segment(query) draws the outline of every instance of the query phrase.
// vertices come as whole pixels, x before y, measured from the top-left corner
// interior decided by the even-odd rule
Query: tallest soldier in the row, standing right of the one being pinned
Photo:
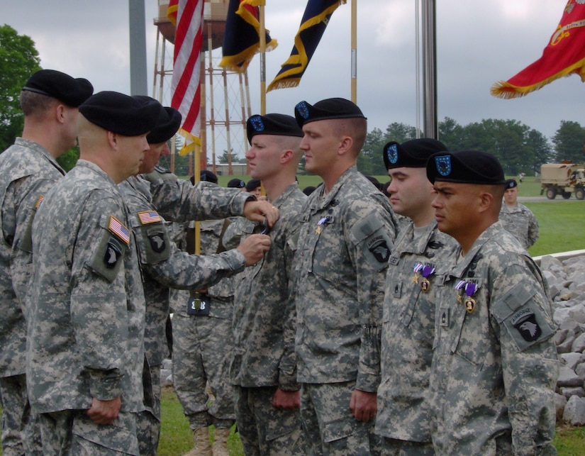
[[[296,355],[308,453],[376,454],[384,279],[396,238],[386,196],[357,171],[367,121],[351,101],[301,101],[306,170],[323,178],[303,208],[296,253]],[[372,445],[371,445],[372,441]]]

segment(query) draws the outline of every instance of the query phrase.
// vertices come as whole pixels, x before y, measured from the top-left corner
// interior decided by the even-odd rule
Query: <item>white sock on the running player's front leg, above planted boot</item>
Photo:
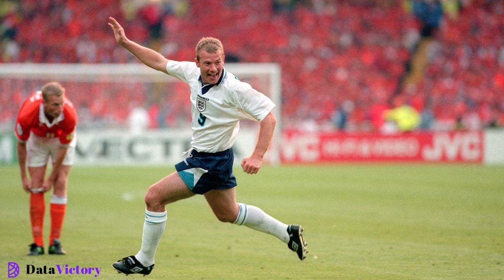
[[[154,263],[154,255],[166,227],[166,213],[166,210],[164,212],[150,212],[145,209],[142,248],[135,255],[144,266],[150,266]]]

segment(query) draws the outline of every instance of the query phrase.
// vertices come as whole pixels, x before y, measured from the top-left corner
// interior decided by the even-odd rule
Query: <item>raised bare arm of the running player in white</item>
[[[128,39],[124,33],[124,29],[114,18],[108,18],[108,25],[114,31],[115,40],[119,43],[119,45],[135,55],[135,57],[137,57],[138,60],[142,61],[145,65],[156,69],[157,71],[166,73],[166,63],[168,63],[168,59],[166,59],[162,54]]]

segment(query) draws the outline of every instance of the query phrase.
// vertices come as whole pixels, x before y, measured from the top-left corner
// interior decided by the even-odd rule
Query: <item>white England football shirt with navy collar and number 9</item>
[[[191,146],[198,152],[216,153],[231,148],[240,119],[262,121],[275,107],[271,99],[226,69],[215,85],[203,85],[196,62],[169,60],[166,71],[191,87]]]

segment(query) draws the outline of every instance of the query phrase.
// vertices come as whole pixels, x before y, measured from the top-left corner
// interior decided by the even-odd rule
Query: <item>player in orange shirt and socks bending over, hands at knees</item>
[[[15,132],[23,189],[30,194],[30,219],[34,243],[28,255],[44,253],[44,193],[53,187],[50,199],[49,254],[65,254],[59,241],[67,206],[67,181],[74,162],[77,113],[59,83],[45,84],[28,98],[18,114]],[[44,180],[47,162],[52,169]],[[26,175],[26,166],[30,179]]]

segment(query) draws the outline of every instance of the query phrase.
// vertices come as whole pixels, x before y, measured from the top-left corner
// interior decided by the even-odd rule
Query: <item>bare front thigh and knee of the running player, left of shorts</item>
[[[194,193],[187,188],[178,173],[173,172],[150,186],[145,195],[145,200],[147,204],[151,204],[153,208],[160,210],[160,207],[164,209],[164,205],[168,203],[193,195]]]

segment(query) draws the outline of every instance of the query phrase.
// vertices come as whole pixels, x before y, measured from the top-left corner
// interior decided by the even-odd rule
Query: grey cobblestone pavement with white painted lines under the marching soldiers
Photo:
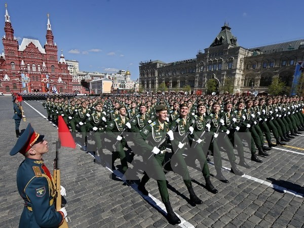
[[[50,151],[44,156],[52,169],[55,156],[57,128],[44,119],[46,115],[40,101],[23,101],[27,123],[46,135]],[[30,106],[29,106],[29,105]],[[0,227],[17,227],[23,209],[23,201],[16,187],[16,172],[23,156],[10,156],[9,151],[16,142],[14,131],[13,103],[11,97],[0,97],[0,146],[3,148],[0,161]],[[34,108],[34,109],[33,109]],[[40,113],[39,113],[40,112]],[[304,225],[304,136],[298,136],[288,143],[270,151],[270,157],[263,163],[250,161],[250,169],[240,167],[246,175],[236,176],[229,172],[230,164],[222,153],[224,176],[229,183],[222,183],[214,177],[213,185],[218,194],[205,189],[205,180],[200,166],[189,167],[193,185],[198,197],[204,203],[195,207],[188,200],[188,193],[182,178],[170,172],[166,175],[169,184],[170,201],[173,210],[182,218],[182,227],[302,227]],[[104,153],[110,157],[109,151]],[[211,157],[212,159],[212,157]],[[237,157],[238,159],[238,157]],[[142,160],[135,156],[137,173],[141,178]],[[213,159],[212,159],[213,161]],[[115,163],[119,167],[119,160]],[[132,165],[130,165],[132,167]],[[211,174],[215,169],[210,164]],[[94,158],[79,146],[76,149],[60,149],[61,184],[67,191],[69,227],[170,227],[164,217],[164,205],[160,199],[157,182],[150,180],[146,188],[150,197],[143,198],[137,191],[137,184],[126,185],[110,169],[94,163]],[[226,171],[225,171],[226,170]],[[135,181],[138,183],[138,181]]]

--------------------

**WHAT IS BEING ASKED**
Please provide a faithful transcription of all the data, pictures excluded.

**ANSWER BELOW**
segment(query) draws the outline of every instance of the query phrase.
// vertices come as whole pixels, x before y, measured from the top-left corner
// interior decided by the even-odd rule
Query: tallest soldier in the row, standing right of the one being pinned
Photo:
[[[296,355],[308,453],[376,454],[384,279],[396,238],[386,196],[357,171],[367,121],[351,101],[301,101],[306,170],[323,178],[303,208],[296,253]],[[372,445],[371,445],[372,441]]]

segment(query) draws the outline of every instance of the query phrase.
// vertices come as whole pixels, x before y, measured from the top-left corner
// interior decided by the even-odd rule
Query: <item>white sock on the running player's front leg, above planted boot</item>
Photo:
[[[154,263],[154,255],[166,227],[166,213],[166,210],[164,212],[150,212],[145,209],[142,248],[135,255],[144,266],[150,266]]]

segment(query) draws the outline of every instance of the query phrase.
// vertices come as whole pixels, x before y, measured from the top-left corner
// interior decided by the even-odd rule
Query: <item>raised bare arm of the running player in white</item>
[[[128,39],[124,33],[124,29],[114,18],[108,18],[108,25],[114,31],[115,40],[119,43],[119,45],[135,55],[135,57],[137,57],[138,60],[142,61],[145,65],[156,69],[157,71],[166,73],[166,63],[168,63],[168,59],[166,59],[162,54]]]

segment(query) draws the outline of every instance of the query phrase.
// vertices come as whole pixels, x before y, measured from the top-left corner
// interior decided by the even-odd rule
Query: <item>white England football shirt with navy collar and number 9</item>
[[[191,146],[198,152],[216,153],[231,148],[240,119],[262,121],[275,107],[271,99],[226,69],[215,85],[203,85],[196,62],[169,60],[166,71],[191,87]]]

segment(query) draws the outline of every instance of the query phrase.
// vertices come as whole pixels, x before y, measured from the top-left corner
// interior decided by the even-odd rule
Query: <item>player in orange shirt and socks bending over, hands at knees</item>
[[[15,132],[23,189],[30,194],[30,219],[34,243],[28,255],[44,253],[44,193],[53,187],[50,199],[49,254],[65,254],[59,241],[67,206],[67,181],[74,162],[77,113],[59,83],[45,84],[28,98],[18,114]],[[44,180],[47,162],[52,169]],[[26,175],[26,166],[30,179]]]

segment(query) draws the outline of every instance of the query phrase.
// vertices come as whole pixels, x before y, measured from the top-left corner
// interior decided by the even-odd rule
Query: <item>bare front thigh and knee of the running player, left of shorts</item>
[[[194,193],[187,188],[178,173],[173,172],[150,186],[145,195],[145,200],[147,204],[151,204],[153,208],[160,210],[160,207],[164,209],[164,205],[168,203],[193,195]]]

segment(query) draws the outline of every instance of the query phrase.
// vertices come as whole pixels, x before y, measured from the top-left corner
// interior decided by the even-odd rule
Query: grey cobblestone pavement with white painted lines under the marching soldiers
Photo:
[[[50,151],[44,156],[52,169],[55,156],[57,128],[44,119],[46,115],[40,101],[23,101],[27,123],[46,135]],[[30,106],[29,106],[29,105]],[[0,227],[17,227],[23,209],[23,201],[16,187],[16,172],[23,156],[10,156],[9,151],[16,142],[14,131],[13,103],[11,97],[0,97],[0,146],[3,148],[0,161]],[[34,108],[34,109],[33,109]],[[40,113],[39,113],[40,112]],[[304,225],[304,136],[298,136],[288,143],[270,151],[270,157],[263,163],[250,161],[250,169],[240,167],[246,175],[236,176],[229,172],[230,164],[222,153],[224,176],[229,183],[222,183],[214,177],[213,185],[218,194],[205,189],[205,180],[200,166],[189,167],[193,185],[198,197],[204,203],[195,207],[188,200],[188,193],[182,178],[170,172],[166,175],[169,184],[170,201],[173,210],[182,218],[182,227],[302,227]],[[104,153],[110,157],[109,151]],[[211,157],[212,159],[212,157]],[[237,157],[238,159],[238,157]],[[142,160],[135,156],[137,173],[141,178]],[[213,159],[212,159],[213,161]],[[115,163],[119,167],[119,160]],[[132,165],[130,165],[132,167]],[[211,174],[215,169],[210,164]],[[94,158],[79,146],[76,149],[60,149],[61,184],[67,191],[69,227],[170,227],[164,217],[164,205],[160,199],[157,182],[150,180],[146,188],[150,197],[143,198],[137,191],[137,184],[126,185],[110,169],[94,163]],[[226,171],[225,171],[226,170]],[[135,181],[138,183],[138,181]]]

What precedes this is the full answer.